> Assigned task
Could you print the listing again exactly, omitting the pictures?

> The records

--

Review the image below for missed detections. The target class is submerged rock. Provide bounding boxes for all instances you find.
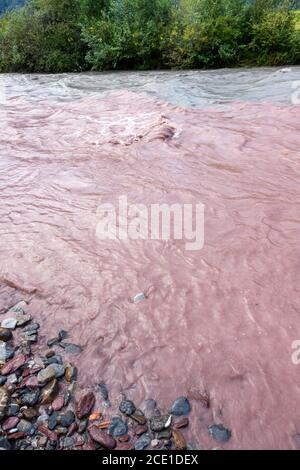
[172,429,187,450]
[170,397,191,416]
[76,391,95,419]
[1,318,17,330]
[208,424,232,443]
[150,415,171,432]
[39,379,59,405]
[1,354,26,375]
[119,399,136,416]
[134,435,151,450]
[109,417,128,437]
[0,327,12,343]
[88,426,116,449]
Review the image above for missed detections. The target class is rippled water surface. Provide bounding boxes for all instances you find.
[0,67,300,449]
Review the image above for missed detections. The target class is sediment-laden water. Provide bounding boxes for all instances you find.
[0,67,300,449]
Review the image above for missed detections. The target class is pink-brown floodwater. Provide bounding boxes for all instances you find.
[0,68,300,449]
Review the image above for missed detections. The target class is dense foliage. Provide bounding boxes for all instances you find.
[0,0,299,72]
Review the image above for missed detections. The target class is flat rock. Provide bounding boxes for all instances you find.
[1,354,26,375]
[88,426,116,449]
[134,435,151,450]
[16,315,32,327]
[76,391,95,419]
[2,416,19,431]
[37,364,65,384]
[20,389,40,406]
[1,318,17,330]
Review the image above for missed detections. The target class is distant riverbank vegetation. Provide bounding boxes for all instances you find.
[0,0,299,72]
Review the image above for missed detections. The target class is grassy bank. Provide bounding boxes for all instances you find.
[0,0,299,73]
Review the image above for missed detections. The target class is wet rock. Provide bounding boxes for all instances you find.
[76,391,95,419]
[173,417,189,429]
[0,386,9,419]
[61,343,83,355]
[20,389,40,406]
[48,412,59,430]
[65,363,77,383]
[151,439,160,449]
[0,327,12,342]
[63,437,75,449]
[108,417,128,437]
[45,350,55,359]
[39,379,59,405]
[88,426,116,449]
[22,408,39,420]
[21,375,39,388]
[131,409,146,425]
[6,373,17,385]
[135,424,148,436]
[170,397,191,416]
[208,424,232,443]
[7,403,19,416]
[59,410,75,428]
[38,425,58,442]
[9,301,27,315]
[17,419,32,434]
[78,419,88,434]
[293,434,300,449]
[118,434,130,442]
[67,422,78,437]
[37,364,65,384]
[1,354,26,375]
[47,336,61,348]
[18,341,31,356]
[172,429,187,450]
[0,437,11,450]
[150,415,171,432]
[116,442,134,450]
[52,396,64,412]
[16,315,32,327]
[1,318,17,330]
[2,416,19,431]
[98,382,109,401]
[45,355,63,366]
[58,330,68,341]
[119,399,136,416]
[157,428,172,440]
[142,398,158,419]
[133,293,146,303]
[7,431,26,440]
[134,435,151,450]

--

> Expected answer
Review the image below for missed detections. The target class is submerged rock. Provide bounding boxes for all instances you find.
[172,429,187,450]
[170,397,191,416]
[76,391,95,419]
[1,318,17,330]
[208,424,232,443]
[150,415,171,432]
[39,379,59,405]
[1,354,26,375]
[119,399,136,416]
[134,435,151,450]
[109,417,128,437]
[0,327,12,343]
[88,426,116,449]
Review the image above for missed detections. The target class is rippled water surface. Provide bounding boxes for all instances you find.
[0,67,300,449]
Review the image above for missed detections. The target class is sediment-laden water. Provide bounding boxes for all instances you find.
[0,67,300,449]
Review the image above for missed detections. The target class is pink-brown floodwater. Provide bounding boxes for all instances you find.
[0,68,300,449]
Review the image above for missed detections. The target class is dense foliage. Provide bounding boxes for all instances you find.
[0,0,299,72]
Review the image above for missed detections. The target class is flat rock. Provide bounding boxes for all instances you find.
[1,354,26,375]
[88,426,116,449]
[134,435,151,450]
[16,315,32,327]
[76,391,95,419]
[2,416,19,431]
[37,364,65,384]
[20,389,40,406]
[1,318,17,330]
Review the image above for missed detections. The target class is distant riverbank vegetation. Provide bounding boxes for all instances you find.
[0,0,299,72]
Review the image above for missed detections. The target class is grassy bank. Provide bounding boxes for all instances you find.
[0,0,299,73]
Review the image above for missed detections. The target class is wet rock. Provide bounding boxes for all instances you find.
[76,391,95,419]
[173,417,189,429]
[0,386,9,419]
[61,343,83,355]
[20,389,40,406]
[48,412,59,430]
[65,363,77,383]
[151,439,160,449]
[0,327,12,342]
[63,437,75,449]
[108,417,128,437]
[45,350,55,359]
[39,379,59,405]
[88,426,116,449]
[22,408,39,420]
[21,375,39,388]
[131,409,146,425]
[6,373,17,385]
[135,424,148,436]
[170,397,191,416]
[208,424,232,443]
[7,403,19,416]
[59,410,75,428]
[38,425,58,442]
[9,301,27,315]
[17,419,32,434]
[78,419,88,434]
[293,434,300,449]
[118,434,130,442]
[67,422,78,437]
[37,364,65,384]
[1,354,26,375]
[47,336,61,348]
[18,341,31,356]
[172,429,187,450]
[0,437,11,450]
[150,415,171,432]
[116,442,134,450]
[52,396,64,412]
[16,315,32,327]
[1,318,17,330]
[2,416,19,431]
[98,382,109,401]
[45,355,63,366]
[58,330,68,341]
[119,399,136,416]
[157,428,172,440]
[142,398,158,419]
[133,293,146,303]
[7,431,26,440]
[134,435,151,450]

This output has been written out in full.